GOAL OF THE EXERCISE> Which lines in the records below contain the word "reflective"? Report each of them.

(Saved data entries)
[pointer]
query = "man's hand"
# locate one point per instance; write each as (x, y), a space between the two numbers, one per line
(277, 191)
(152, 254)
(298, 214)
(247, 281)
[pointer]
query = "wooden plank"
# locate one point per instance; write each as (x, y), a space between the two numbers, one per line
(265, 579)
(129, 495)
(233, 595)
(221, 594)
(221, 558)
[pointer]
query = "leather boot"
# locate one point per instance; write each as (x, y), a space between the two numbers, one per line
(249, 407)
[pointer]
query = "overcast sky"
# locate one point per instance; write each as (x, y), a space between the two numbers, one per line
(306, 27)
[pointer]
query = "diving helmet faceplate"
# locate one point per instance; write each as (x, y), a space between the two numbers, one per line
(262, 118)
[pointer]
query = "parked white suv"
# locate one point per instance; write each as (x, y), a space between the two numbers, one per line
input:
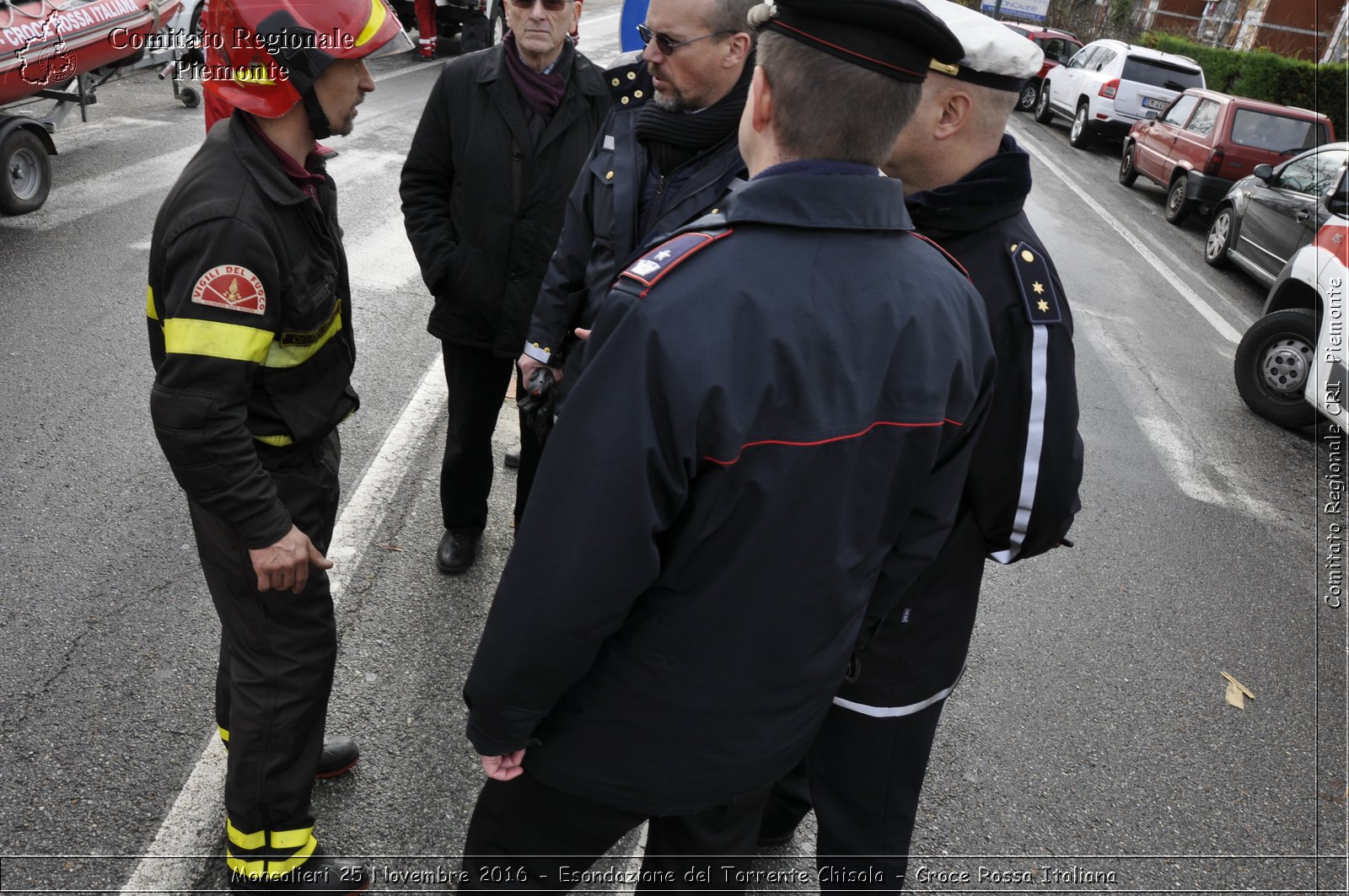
(1108, 85)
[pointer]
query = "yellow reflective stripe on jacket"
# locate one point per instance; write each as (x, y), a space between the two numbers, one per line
(282, 354)
(233, 341)
(245, 841)
(262, 868)
(377, 19)
(277, 840)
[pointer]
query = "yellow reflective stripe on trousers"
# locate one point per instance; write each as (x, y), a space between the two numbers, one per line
(377, 19)
(294, 355)
(233, 341)
(262, 868)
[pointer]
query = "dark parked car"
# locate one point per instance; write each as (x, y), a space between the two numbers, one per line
(1268, 216)
(1207, 141)
(1058, 47)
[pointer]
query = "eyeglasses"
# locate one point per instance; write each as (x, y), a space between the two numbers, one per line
(668, 46)
(552, 6)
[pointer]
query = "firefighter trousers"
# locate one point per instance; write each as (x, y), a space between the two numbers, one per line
(277, 657)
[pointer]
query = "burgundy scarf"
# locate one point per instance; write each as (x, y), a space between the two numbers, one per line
(543, 92)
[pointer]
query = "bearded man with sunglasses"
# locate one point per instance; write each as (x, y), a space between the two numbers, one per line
(485, 188)
(667, 155)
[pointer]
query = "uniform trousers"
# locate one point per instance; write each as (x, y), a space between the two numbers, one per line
(476, 381)
(525, 834)
(863, 775)
(277, 656)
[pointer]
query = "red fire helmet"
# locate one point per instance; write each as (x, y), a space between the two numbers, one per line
(274, 51)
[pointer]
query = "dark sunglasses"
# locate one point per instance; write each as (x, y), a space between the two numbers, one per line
(668, 46)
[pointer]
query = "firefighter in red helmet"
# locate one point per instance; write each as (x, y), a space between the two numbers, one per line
(251, 339)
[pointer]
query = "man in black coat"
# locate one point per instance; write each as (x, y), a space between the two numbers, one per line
(776, 399)
(667, 154)
(485, 185)
(965, 185)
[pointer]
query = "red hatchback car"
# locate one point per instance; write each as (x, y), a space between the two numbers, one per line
(1058, 47)
(1207, 141)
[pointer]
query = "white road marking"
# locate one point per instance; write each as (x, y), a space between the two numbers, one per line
(196, 817)
(1207, 311)
(1196, 473)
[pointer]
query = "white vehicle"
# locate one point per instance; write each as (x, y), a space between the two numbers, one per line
(1287, 368)
(1108, 85)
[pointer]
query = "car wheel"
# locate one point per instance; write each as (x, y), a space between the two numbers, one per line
(1274, 361)
(1178, 207)
(476, 34)
(24, 173)
(1029, 96)
(1220, 238)
(1128, 174)
(1079, 135)
(1042, 111)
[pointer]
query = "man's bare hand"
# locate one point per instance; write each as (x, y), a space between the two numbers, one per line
(285, 566)
(529, 365)
(503, 768)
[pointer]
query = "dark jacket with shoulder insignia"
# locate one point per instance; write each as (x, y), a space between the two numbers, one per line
(605, 229)
(250, 327)
(1023, 487)
(769, 406)
(483, 202)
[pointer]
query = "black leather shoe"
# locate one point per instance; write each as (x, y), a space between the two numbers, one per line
(458, 550)
(319, 875)
(339, 754)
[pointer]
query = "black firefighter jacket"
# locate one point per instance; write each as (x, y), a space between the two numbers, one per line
(766, 410)
(250, 327)
(482, 204)
(604, 229)
(1023, 489)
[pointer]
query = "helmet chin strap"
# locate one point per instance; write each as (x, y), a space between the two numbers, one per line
(319, 121)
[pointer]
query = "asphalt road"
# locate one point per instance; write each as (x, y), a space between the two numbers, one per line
(1089, 745)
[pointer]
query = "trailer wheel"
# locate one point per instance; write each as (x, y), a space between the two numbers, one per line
(26, 173)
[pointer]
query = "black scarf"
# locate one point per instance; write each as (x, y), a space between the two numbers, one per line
(674, 138)
(541, 92)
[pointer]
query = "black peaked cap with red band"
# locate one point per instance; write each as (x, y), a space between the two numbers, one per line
(897, 38)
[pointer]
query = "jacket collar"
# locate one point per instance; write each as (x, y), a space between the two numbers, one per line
(993, 190)
(829, 201)
(261, 162)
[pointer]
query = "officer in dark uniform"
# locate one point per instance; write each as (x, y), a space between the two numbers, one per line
(665, 155)
(775, 399)
(251, 339)
(965, 185)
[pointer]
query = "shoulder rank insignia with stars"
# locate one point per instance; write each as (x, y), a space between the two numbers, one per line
(627, 78)
(1032, 276)
(658, 262)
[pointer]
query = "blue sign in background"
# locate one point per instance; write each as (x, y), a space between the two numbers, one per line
(634, 13)
(1032, 10)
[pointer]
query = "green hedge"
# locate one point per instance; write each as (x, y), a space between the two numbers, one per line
(1265, 76)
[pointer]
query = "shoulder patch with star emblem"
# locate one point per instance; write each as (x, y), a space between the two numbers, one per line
(658, 262)
(1032, 276)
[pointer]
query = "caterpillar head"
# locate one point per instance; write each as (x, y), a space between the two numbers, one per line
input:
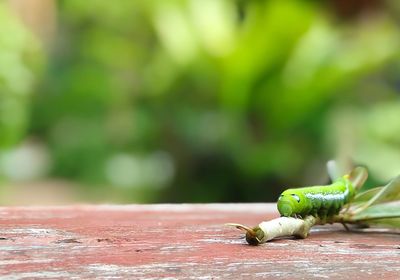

RESULT>
query = "yellow reflective stripe on jacket"
query = "yellow reflective stripe on trousers"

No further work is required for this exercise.